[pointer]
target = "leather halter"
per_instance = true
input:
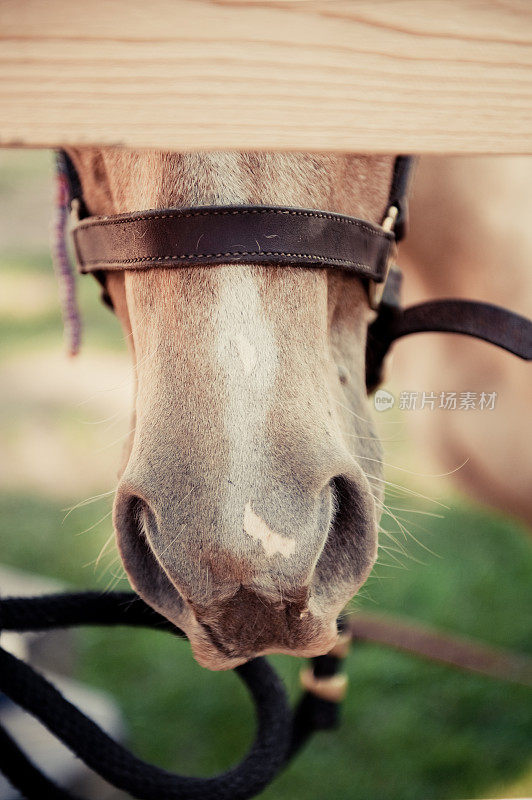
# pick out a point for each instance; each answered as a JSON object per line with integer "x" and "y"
{"x": 293, "y": 237}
····················
■ Problem statement
Edit the listing above by changing "leather halter" to "rope halter" and keeping every other line the same. Leave the pictures out of your answer.

■ Exercise result
[pointer]
target = "rope halter"
per_instance = true
input:
# pick out a point for each instance; each answered as a JSON object per line with integer "x" and "y"
{"x": 293, "y": 237}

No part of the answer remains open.